Тренировки, тренировки. Ночью тревога, работа на местности, а в шесть утра подъём и вновь занятия. Не все выдерживали, у некоторых девушек доходило до истерик. Люба впервые столкнулась с такой нагрузкой, но не подавала виду, как ей тяжело, оставаясь всё такой же весёлой. А тяжело, конечно же, было. Привыкшая всюду быть первой, девушка вдруг поняла, что не справляется с грузом новых требований и обязанностей. Всё же ребятам было легче, ведь многие до этого занимались в радиокружках, собирали приёмники, а что она? Любка-артистка пела, танцевала, собирала гербарии, вышивала, ровно и тонко резала тесто на лапшу. Случались и приступы отчаяния, когда Любу хотели отчислить из школы. Для неё это было подобно смерти. К тому же, чувствовался недостаток образования – семь классов это не десятилетка, где изучали ещё очень много нужных и важных предметов. Да и никогда не была Люба усидчивой и старательной ученицей. Требовалось немедленно взять себя в руки и всеми силами приняться за учёбу.

Люба переборола себя. Когда поняла, что преодолела трудности и нагнала сокурсников, стала ещё громче смеяться, задорнее танцевать. Очень скоро Шевцова хорошо овладела шифром и отлично знала азбуку Морзе.

> СПИСОК ЗАДАНИЙ
1 – Отредактируйте часть отрывка, начиная со слов "Люба переборола себя." и заканчивая словами "знала азбуку Морзе.", поставив "радиодело" вместо "азбуку Морзе".
2 – Ответьте по отрывку:
(a) Во сколько был подъём после ночной тревоги?
(b) Сколько классов образования было у Любы?
(c) Что очень скоро отлично знала Шевцова?
Пункты, приведённые далее, здесь не используются.

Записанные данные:
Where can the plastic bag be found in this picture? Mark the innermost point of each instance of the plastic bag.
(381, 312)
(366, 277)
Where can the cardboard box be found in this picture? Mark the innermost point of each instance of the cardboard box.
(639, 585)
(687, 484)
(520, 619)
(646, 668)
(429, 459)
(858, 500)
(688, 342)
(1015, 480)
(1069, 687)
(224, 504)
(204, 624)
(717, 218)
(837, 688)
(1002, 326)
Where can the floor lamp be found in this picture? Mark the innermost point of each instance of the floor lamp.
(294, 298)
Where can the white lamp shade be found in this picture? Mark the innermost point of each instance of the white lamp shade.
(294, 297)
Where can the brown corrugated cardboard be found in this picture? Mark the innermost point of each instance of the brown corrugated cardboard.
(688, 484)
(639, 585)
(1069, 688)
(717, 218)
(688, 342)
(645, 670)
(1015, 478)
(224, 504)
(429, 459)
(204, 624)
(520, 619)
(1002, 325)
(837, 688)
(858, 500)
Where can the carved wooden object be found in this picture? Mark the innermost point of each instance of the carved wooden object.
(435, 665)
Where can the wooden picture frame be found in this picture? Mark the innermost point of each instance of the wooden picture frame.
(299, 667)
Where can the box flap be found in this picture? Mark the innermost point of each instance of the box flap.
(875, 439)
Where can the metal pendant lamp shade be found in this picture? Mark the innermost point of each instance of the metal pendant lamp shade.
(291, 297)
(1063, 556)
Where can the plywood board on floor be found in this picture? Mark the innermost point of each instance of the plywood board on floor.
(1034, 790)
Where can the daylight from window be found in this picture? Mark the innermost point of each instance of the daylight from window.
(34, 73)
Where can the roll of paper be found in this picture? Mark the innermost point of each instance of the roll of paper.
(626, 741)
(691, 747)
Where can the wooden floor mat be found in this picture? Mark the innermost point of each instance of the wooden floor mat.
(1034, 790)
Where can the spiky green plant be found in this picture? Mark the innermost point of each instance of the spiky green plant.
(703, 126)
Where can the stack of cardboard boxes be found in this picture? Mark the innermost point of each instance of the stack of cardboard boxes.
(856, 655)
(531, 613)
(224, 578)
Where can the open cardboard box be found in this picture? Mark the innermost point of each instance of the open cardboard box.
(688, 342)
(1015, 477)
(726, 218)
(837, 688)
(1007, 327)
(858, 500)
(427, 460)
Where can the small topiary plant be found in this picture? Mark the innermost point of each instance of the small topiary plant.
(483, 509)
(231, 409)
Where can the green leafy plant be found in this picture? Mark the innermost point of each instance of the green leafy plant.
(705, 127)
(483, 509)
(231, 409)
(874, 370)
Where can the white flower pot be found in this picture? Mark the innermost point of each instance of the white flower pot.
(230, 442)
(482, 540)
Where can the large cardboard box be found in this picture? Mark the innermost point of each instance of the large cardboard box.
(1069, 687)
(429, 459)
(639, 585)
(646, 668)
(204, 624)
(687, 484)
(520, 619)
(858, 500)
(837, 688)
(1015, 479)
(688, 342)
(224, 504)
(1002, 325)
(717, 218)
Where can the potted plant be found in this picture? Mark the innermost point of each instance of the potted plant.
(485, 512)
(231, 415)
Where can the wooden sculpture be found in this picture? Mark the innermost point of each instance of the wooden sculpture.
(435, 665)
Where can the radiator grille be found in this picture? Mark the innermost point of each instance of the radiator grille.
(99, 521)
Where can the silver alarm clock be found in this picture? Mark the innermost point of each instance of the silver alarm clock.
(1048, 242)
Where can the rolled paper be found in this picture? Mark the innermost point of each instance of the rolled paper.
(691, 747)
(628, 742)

> ОТВЕТЫ НА ЗАДАНИЯ
1 –
Люба переборола себя. Когда поняла, что преодолела трудности и нагнала сокурсников, стала ещё громче смеяться, задорнее танцевать. Очень скоро Шевцова хорошо овладела шифром и отлично знала радиодело.

2 –
(a) В шесть утра.
(b) Семь классов.
(c) Азбуку Морзе.